● WHAT THE TASK REQUIRES: Reproduce every one of the records below word for word, and leave out the pictures.

● SUPPLIED MATERIAL:
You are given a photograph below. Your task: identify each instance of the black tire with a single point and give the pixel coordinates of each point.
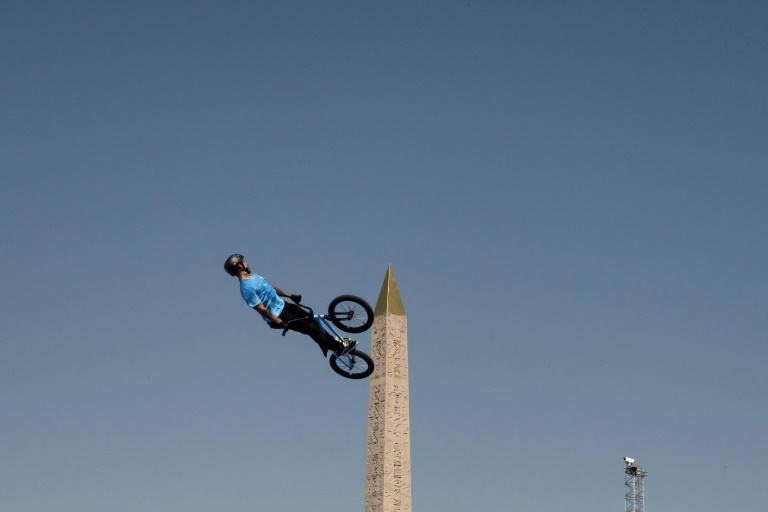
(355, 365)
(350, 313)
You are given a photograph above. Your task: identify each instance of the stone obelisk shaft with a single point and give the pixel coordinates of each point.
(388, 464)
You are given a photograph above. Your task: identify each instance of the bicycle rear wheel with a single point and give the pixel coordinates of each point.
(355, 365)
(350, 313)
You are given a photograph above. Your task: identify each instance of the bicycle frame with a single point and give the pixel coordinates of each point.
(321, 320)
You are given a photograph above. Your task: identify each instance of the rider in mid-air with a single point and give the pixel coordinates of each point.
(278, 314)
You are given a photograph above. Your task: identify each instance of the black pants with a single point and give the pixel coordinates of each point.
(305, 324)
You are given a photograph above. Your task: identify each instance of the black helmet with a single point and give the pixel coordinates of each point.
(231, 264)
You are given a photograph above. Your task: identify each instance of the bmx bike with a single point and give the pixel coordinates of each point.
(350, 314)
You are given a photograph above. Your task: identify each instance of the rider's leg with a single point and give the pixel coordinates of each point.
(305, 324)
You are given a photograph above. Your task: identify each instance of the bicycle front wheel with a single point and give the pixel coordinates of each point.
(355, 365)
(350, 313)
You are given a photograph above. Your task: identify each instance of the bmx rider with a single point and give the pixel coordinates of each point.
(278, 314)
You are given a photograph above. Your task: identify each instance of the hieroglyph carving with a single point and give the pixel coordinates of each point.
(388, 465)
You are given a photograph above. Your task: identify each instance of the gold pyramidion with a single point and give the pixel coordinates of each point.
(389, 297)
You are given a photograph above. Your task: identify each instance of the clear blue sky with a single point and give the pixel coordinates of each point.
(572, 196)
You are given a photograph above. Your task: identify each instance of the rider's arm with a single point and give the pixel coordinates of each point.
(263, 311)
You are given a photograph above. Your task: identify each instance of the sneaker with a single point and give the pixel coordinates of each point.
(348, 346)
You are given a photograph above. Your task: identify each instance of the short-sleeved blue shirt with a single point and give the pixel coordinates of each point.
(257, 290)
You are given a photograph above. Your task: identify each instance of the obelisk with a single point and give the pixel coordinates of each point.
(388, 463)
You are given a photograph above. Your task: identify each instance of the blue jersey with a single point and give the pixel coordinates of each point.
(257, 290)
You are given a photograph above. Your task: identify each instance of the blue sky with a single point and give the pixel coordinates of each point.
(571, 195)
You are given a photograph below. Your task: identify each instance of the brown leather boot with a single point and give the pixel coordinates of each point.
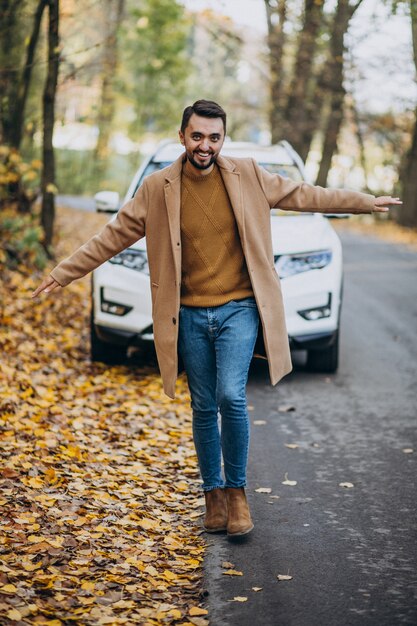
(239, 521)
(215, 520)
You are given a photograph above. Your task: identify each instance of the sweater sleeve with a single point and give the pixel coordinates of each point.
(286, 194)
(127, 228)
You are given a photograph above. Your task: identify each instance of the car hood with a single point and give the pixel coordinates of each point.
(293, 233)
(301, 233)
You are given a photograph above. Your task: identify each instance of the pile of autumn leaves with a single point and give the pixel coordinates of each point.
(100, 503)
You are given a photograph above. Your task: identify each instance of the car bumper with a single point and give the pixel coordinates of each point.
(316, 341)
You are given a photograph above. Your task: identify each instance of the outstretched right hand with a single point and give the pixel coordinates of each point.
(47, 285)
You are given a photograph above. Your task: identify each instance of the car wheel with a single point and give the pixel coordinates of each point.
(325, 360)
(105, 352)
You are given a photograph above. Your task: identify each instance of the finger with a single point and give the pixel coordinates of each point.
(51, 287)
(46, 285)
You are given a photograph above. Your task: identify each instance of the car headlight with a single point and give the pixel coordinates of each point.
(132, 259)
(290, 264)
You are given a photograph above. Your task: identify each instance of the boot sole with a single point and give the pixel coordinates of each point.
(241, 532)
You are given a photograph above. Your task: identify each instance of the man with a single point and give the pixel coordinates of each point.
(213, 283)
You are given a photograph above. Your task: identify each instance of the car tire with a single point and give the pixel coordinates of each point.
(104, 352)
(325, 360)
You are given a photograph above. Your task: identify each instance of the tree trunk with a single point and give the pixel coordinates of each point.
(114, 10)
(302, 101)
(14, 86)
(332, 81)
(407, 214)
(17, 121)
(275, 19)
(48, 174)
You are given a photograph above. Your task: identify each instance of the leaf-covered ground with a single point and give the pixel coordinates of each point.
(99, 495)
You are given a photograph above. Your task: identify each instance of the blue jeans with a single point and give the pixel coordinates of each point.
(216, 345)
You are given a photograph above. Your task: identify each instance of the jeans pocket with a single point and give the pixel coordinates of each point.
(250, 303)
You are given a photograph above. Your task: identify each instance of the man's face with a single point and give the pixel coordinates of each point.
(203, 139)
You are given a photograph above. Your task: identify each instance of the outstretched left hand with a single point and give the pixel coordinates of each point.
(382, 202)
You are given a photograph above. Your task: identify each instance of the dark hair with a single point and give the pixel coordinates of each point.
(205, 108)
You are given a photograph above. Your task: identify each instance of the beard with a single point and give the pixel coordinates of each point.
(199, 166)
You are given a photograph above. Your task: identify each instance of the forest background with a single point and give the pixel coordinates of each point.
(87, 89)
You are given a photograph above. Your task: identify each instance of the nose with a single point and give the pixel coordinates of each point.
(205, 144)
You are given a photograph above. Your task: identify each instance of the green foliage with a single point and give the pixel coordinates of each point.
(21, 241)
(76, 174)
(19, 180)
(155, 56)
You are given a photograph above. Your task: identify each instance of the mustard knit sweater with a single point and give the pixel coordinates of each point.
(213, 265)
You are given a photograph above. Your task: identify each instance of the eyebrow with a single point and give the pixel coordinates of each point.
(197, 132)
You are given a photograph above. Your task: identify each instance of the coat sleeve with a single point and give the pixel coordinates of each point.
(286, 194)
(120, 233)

● EXERCISE ANSWER:
You are given a photograph below. Your task: identify each instance of the black tire with a single point and give the pixel coordinates of each point.
(355, 365)
(350, 313)
You are given a photograph above. Your task: identify each instance of the stone obelisk shaft with a single point and give the pixel coordinates of each point.
(388, 464)
You are given a photograph above. Your task: identify each instance of the bicycle rear wheel with a single point and give the pixel coordinates of each point.
(355, 365)
(350, 313)
You are given a photograph above. Your task: identify each instance of the bicycle frame with a single point and give the pixel coordinates of each point.
(321, 320)
You are given a photograph above. Your task: identify each instance of the rider in mid-air with a single point and give the pixel coordinates of each point.
(278, 314)
You are given a photograph above. Your task: identify each instance of the black pants with a single point and give the pixel coordinates of each point.
(305, 324)
You are given a photograph above. Your task: identify each instance of the black helmet with a single point and give the pixel coordinates of each point.
(231, 264)
You are given a photograph above. Your task: identify each instance of the bmx bike with a single point and give the pixel coordinates of each point.
(350, 314)
You are given a photograph above. Your task: identify each instance of the rider's leg with a single point and give the pixel coordinates of each point.
(305, 324)
You are given a photograph above. Your task: identify each instance of the bicycle front wheel with a single point and give the pixel coordinates of each point.
(355, 365)
(350, 313)
You are given a photograph above. Your task: identify each instance of the bmx rider with a single point and give the pixel coordinates of each point.
(278, 314)
You are given a photograph above. Your task: identify each instance of the hieroglyph carving with a single point and give the pixel coordinates of each point.
(388, 465)
You are given a photograph above. Your task: identify each instance of the gold pyramidion with a single point and give the pixel coordinates of each point.
(389, 297)
You are given a photograph above. Your task: identify each instance of the clear blue sky with a single point and give the pixel coordinates of each point.
(572, 196)
You are given a photograph above. Your task: identify each instance of the rider's arm with a single point and give the pixel coordinates of each point.
(263, 311)
You are given a photograph above. Your task: identify each instance of the sneaker with a single point and give the pixel coordinates of each point.
(348, 346)
You are given a photograph above. Your task: identify each instance of the short-sleeved blue shirt with a single point and give the pixel coordinates of each point.
(257, 290)
You are given a photograph above. Your task: identify each instance of the obelisk with a single point and give the pixel coordinates of each point.
(388, 463)
You are given a photograph above. Your task: identify each instance of the blue jersey with a single point and give the pixel coordinates of each point.
(257, 290)
You are given a photograph above. Your task: identify each instance of the blue sky with a single point and give the pixel coordinates of each point.
(571, 195)
You are given a photograph below. Your task: identify each instance of the brown leather boot with a single point and give the pixel coordinates of each point.
(239, 521)
(215, 520)
You are given a photograph above. Your task: identify each instance of the sweater sleeve with a single point and give the pixel coordinates of each point.
(286, 194)
(127, 228)
You are given a photograph above. Your task: identify each instance of the car hood with a single point and give the pixel coordinates of each point.
(293, 233)
(301, 233)
You are given a photograph above. Your task: identify each instance of the pile of autumn leaves with a single point and give the pixel coordinates of each point.
(100, 503)
You are given a photograph above. Your task: identify each instance of the car bumper with a single point and give the pixel coordinates of each point.
(316, 341)
You are given a photograph above. Your task: identify each instance of the outstretched right hand with a single point and give the pixel coordinates of each point.
(47, 285)
You are given a photograph above. Your task: identify each instance of the car wheel with a single point and give the pixel coordinates of each point.
(325, 360)
(105, 352)
You are given a photograph above. Your task: identify each instance of the finger with a single point and give the pixel coordinates of each point.
(51, 287)
(46, 285)
You are given a photograph above. Your task: identify each instance of the car headlight with a single point and give the pixel coordinates of each point.
(132, 259)
(290, 264)
You are given a photograph above. Your task: identify each instance of the boot sole with a single point and give the pixel coordinates of each point.
(241, 532)
You are given a photograph above. Your task: identify each instance of the man with a single point and give the pixel coordinates of each point.
(213, 283)
You are given a photograph above. Your task: identify each instance of the car tire with a single point and give the pixel coordinates of each point.
(104, 352)
(325, 360)
You are given a photograph above. Your task: identify each instance of the tree trunk with a single point and give the pixel coordinates of each point.
(114, 10)
(302, 101)
(14, 86)
(332, 81)
(407, 214)
(17, 121)
(275, 19)
(48, 174)
You are given a photograph above. Your task: identify each instance of the leaf-covered ground with a single point and give the pixel coordinates of each point.
(99, 495)
You are given a photograph above. Your task: identify each instance of the blue jeans with a single point and give the pixel coordinates of each point.
(216, 345)
You are given a photograph above. Your task: identify each instance of the jeans pocket with a single point and give the pixel coordinates of each point.
(250, 303)
You are given a photograph above. Your task: identify each instance of the man's face with a single point and give the pixel coordinates of each point.
(203, 139)
You are given a photograph above. Your task: identify each instance of the outstretched left hand with a single point and give the pixel coordinates of each point.
(382, 202)
You are given a photograph above. Your task: identify each instance of the dark hair with a single point and give the pixel coordinates of each point.
(205, 108)
You are given a photograph above. Your task: identify each instance of the beard with a single point and give the pixel coordinates of each point.
(199, 166)
You are given a photograph above. Your task: identify each instance of the forest background with a single point and give the pixel coordinates of each point.
(87, 89)
You are given a photograph above. Your task: identify each instance of the nose with a single point and give the pixel coordinates of each point.
(205, 144)
You are given a photograph above. Your task: identify each instance of the green foliage with a single point and give the pixel coordinates of each point.
(21, 241)
(76, 174)
(19, 180)
(155, 56)
You are given a photograph above. Your task: identify each instance of the mustard knit sweater with a single point and give the pixel coordinates of each point.
(213, 265)
You are given a photograph above. Your task: identify each instance of the eyebrow with a single point and give the pixel coordinates of each point.
(197, 132)
You are given a photograph above. Your task: identify each instance of the coat sleeve with a single point and give the pixel coordinates of each point.
(286, 194)
(120, 233)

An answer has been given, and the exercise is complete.